Convert every line of the entries below into a Markdown table with two columns, Row and Line. Number the rows in order and omit blank lines.

Some entries:
★ ★ ★ ★

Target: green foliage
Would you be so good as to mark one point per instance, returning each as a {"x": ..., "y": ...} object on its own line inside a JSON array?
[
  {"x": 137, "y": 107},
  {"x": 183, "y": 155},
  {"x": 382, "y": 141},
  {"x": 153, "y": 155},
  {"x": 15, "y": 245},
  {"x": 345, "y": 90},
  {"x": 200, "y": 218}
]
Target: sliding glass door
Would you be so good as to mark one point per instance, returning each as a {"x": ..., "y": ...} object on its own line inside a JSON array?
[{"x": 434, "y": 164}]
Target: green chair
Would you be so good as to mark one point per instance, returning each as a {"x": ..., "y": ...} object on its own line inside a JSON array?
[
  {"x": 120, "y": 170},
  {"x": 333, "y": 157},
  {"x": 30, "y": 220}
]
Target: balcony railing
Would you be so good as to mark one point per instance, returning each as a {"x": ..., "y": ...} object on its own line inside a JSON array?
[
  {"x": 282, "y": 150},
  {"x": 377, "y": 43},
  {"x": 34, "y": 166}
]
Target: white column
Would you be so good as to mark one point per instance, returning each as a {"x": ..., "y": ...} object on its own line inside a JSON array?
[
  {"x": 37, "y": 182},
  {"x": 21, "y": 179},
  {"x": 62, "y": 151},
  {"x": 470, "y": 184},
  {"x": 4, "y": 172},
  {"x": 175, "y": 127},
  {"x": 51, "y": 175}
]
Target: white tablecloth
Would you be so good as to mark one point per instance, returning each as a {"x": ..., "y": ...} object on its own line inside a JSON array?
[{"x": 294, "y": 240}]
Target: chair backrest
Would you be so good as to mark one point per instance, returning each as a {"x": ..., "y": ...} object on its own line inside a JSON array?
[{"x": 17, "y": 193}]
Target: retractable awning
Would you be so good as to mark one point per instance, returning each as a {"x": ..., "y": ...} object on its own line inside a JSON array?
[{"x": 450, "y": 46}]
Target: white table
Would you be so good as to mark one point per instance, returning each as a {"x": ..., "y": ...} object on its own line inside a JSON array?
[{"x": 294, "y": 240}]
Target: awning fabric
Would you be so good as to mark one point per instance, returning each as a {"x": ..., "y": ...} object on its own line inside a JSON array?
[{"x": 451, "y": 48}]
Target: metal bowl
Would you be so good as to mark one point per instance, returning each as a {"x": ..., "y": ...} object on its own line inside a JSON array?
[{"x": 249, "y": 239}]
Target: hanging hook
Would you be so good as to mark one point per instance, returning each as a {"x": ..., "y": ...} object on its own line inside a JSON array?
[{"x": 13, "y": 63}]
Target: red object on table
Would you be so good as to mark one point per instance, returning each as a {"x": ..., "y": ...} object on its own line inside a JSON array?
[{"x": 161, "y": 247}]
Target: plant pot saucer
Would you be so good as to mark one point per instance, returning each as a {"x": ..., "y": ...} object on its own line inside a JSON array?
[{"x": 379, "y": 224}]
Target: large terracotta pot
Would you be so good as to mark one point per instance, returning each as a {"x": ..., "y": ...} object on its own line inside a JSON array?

★ ★ ★ ★

# [Reply to the exercise]
| Row | Line |
|---|---|
| 1 | Target: green foliage |
| 2 | Would you be so good as to mark one point per instance, returning each as a {"x": ..., "y": ...} object on its own line inside a JSON array? |
| 3 | [ |
| 4 |   {"x": 137, "y": 107}, |
| 5 |   {"x": 183, "y": 155}, |
| 6 |   {"x": 382, "y": 141}, |
| 7 |   {"x": 153, "y": 155}, |
| 8 |   {"x": 15, "y": 245}, |
| 9 |   {"x": 345, "y": 90}, |
| 10 |   {"x": 200, "y": 218} |
| 11 | ] |
| 12 | Target: sliding glass door |
| 13 | Would you be so good as to mark one point per instance, returning each as a {"x": ..., "y": ...} object on its own line inside a JSON array? |
| 14 | [{"x": 434, "y": 164}] |
| 15 | Target: green chair |
| 16 | Would you be so good as to mark one point per instance, returning each as a {"x": ..., "y": ...} object on its own line inside a JSON array? |
| 17 | [ |
| 18 |   {"x": 120, "y": 170}, |
| 19 |   {"x": 333, "y": 157}, |
| 20 |   {"x": 30, "y": 220} |
| 21 | ] |
| 22 | Target: balcony railing |
| 23 | Would you be so good as to mark one point per instance, returning each as a {"x": ..., "y": ...} object on its own line inside a JSON array? |
| 24 | [ |
| 25 |   {"x": 282, "y": 150}, |
| 26 |   {"x": 377, "y": 43}, |
| 27 |   {"x": 34, "y": 166} |
| 28 | ] |
| 29 | Target: white column |
| 30 | Would you be so good as to mark one point per instance, returning each as a {"x": ..., "y": ...} object on its own line inside a JSON array? |
| 31 | [ |
| 32 |   {"x": 37, "y": 182}, |
| 33 |   {"x": 21, "y": 179}, |
| 34 |   {"x": 62, "y": 151}, |
| 35 |   {"x": 470, "y": 184}, |
| 36 |   {"x": 4, "y": 172}, |
| 37 |   {"x": 175, "y": 127}, |
| 38 |   {"x": 51, "y": 175} |
| 39 | ] |
| 40 | Target: white tablecloth |
| 41 | Would you be so good as to mark one point per instance, returning each as a {"x": ..., "y": ...} object on its own line inside a JSON array? |
| 42 | [{"x": 294, "y": 240}] |
| 43 | Target: chair backrest |
| 44 | Would you be so good as to mark one point per instance, returning each as a {"x": ..., "y": ...} object on its own line inside a JSON array? |
| 45 | [{"x": 17, "y": 193}] |
| 46 | Target: retractable awning |
| 47 | Would you be so good as to mark one point per instance, returning each as a {"x": ..., "y": ...} object on its own line inside a JSON array? |
| 48 | [{"x": 450, "y": 46}] |
| 49 | Target: white table |
| 50 | Would you be so good as to mark one point per instance, returning each as a {"x": ..., "y": ...} object on its own line inside a JSON array? |
| 51 | [{"x": 294, "y": 240}] |
| 52 | Target: awning fabric |
| 53 | Would you be so good as to mark one point per instance, returning each as a {"x": ..., "y": ...} object on its own line inside a JSON array? |
| 54 | [{"x": 451, "y": 48}] |
| 55 | Target: metal bowl |
| 56 | Would you be so good as to mark one point per instance, returning each as a {"x": ..., "y": ...} object on its own line inside a JSON array? |
| 57 | [{"x": 249, "y": 239}] |
| 58 | Target: hanging hook |
| 59 | Would you be so good as to mark one point per instance, returning each as a {"x": ..., "y": ...} object on its own line inside a JSON array? |
| 60 | [{"x": 13, "y": 63}] |
| 61 | Target: red object on table |
| 62 | Would you be so good as to mark one point per instance, returning each as a {"x": ..., "y": ...} object on its own line inside a JSON array? |
| 63 | [{"x": 161, "y": 247}] |
| 64 | Target: plant pot saucer |
| 65 | Would you be so good as to mark one point per instance, returning each as a {"x": ..., "y": ...} object on its own line inside a JSON array? |
| 66 | [{"x": 379, "y": 224}] |
| 67 | Target: large terracotta pot |
| 68 | Would you be so good as to mark one point per instance, returning each as a {"x": ..., "y": ...} object on its own line inside a JSON array? |